Work instructions |
Render each line of the records below as a Markdown table with two columns, Row and Line, numbering the rows in sequence. Omit blank lines and the pictures.

Supplied data |
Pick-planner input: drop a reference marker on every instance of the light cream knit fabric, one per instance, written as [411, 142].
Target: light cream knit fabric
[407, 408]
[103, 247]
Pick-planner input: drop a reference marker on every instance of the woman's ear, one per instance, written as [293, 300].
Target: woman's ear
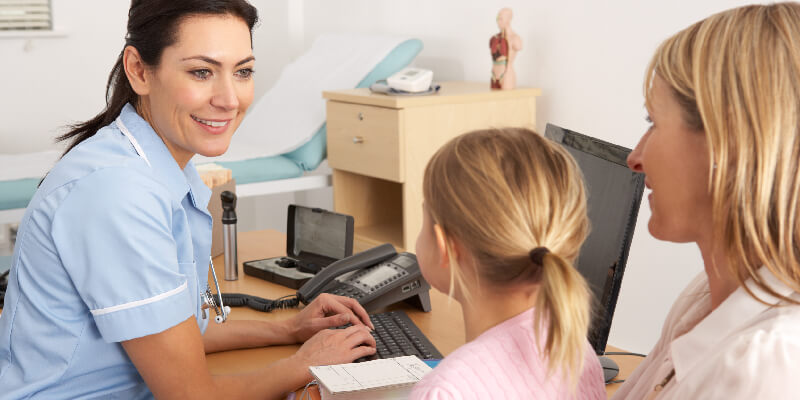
[441, 245]
[136, 71]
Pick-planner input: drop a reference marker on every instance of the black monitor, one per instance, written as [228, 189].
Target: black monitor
[614, 193]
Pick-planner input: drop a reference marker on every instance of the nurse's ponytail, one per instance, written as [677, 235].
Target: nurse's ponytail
[152, 27]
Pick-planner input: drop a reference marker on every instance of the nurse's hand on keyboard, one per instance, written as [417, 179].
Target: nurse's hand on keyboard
[335, 346]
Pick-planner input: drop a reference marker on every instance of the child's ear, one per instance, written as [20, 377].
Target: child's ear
[441, 245]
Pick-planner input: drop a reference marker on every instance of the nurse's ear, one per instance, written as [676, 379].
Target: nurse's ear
[137, 71]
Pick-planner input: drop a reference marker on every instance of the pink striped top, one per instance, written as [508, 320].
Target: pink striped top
[504, 363]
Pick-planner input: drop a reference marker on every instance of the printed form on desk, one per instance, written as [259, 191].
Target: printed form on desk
[390, 378]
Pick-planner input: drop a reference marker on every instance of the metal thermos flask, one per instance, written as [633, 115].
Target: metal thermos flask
[229, 235]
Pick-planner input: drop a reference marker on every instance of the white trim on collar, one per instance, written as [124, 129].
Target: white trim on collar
[132, 139]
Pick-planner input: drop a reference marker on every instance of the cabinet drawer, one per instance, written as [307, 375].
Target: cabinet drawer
[365, 140]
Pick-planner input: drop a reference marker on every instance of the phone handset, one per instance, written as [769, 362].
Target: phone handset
[361, 260]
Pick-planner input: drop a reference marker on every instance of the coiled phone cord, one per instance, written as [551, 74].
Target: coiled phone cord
[258, 303]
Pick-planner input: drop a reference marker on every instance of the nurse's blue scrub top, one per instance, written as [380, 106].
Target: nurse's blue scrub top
[109, 249]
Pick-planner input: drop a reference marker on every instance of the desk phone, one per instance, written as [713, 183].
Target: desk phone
[376, 278]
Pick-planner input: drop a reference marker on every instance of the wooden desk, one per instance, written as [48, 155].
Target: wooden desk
[444, 326]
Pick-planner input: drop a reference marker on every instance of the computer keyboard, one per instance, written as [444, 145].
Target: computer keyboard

Result below |
| Row | Line |
|---|---|
| 1 | Pick-planner input: drop a reference marker on every instance of the light cream knit fabric, one per instance, written as [411, 142]. |
| 2 | Target: light cream knit fabric |
| 3 | [407, 408] |
| 4 | [103, 247] |
| 5 | Pick-planner input: drop a reference marker on every instance of the woman's ear, one per instance, written as [293, 300]. |
| 6 | Target: woman's ear |
| 7 | [441, 245] |
| 8 | [136, 71] |
| 9 | Pick-planner input: drop a reference marker on every instance of the black monitor, one per instance, written as [228, 189]. |
| 10 | Target: black monitor |
| 11 | [614, 193] |
| 12 | Pick-planner input: drop a reference marker on every instance of the nurse's ponytail, one per instance, written as [677, 235]. |
| 13 | Target: nurse's ponytail |
| 14 | [152, 27] |
| 15 | Pick-planner input: drop a reference marker on every instance of the nurse's hand on keyboard, one per instance, written as [417, 179]. |
| 16 | Target: nurse's hand on keyboard |
| 17 | [335, 346] |
| 18 | Pick-planner input: drop a reference marker on every instance of the child's ear, one per instance, written as [20, 377]. |
| 19 | Target: child's ear |
| 20 | [441, 245] |
| 21 | Pick-planner input: drop a reference marker on every instance of the nurse's ear, one per instance, written as [676, 379]. |
| 22 | Target: nurse's ear |
| 23 | [137, 71] |
| 24 | Pick-planner input: drop a reference marker on every instance of the pink striped top, one per instance, written as [508, 320]. |
| 25 | Target: pink striped top |
| 26 | [504, 363] |
| 27 | Pick-planner input: drop a reference marker on every instance of the printed form on desk, one per instance, written as [259, 191]. |
| 28 | Target: printed form on desk |
| 29 | [390, 378] |
| 30 | Pick-planner input: drop a reference marker on every instance of the metal thermos flask, one per instance, written as [633, 115]. |
| 31 | Target: metal thermos flask |
| 32 | [229, 235] |
| 33 | Pick-planner input: drop a reference marker on every instance of the white trim on collar, one per instance, written as [124, 129]. |
| 34 | Target: white trim on collar |
| 35 | [132, 139] |
| 36 | Pick-planner input: drop a reference marker on every instance of the cabinet drawer, one per instance, written as [307, 375]. |
| 37 | Target: cabinet drawer |
| 38 | [365, 140] |
| 39 | Pick-planner input: drop a reference marker on every instance of the phone handset, one per instance, written as [769, 362]. |
| 40 | Target: phone handset |
| 41 | [361, 260] |
| 42 | Pick-planner input: drop a reference marker on every instance of the coiled phone cord, one per instance, written as [551, 74]. |
| 43 | Target: coiled phone cord |
| 44 | [258, 303] |
| 45 | Pick-planner input: drop a reference marker on every instance of the nurse's blue scrub top, one per instance, written as [380, 106]. |
| 46 | Target: nurse's blue scrub top |
| 47 | [109, 249] |
| 48 | Pick-planner input: drop a reference marker on every instance of the desk phone, one per instance, written as [713, 183]. |
| 49 | Target: desk phone |
| 50 | [376, 278] |
| 51 | Pick-planner input: drop a reference marker on every instance of the wooden desk, one per instance, written as [48, 155]. |
| 52 | Target: wooden desk |
| 53 | [444, 326] |
| 54 | Pick-planner input: drop a reference marker on every instance of the computer keyboard, one per instance, written as [444, 145]. |
| 55 | Target: computer keyboard |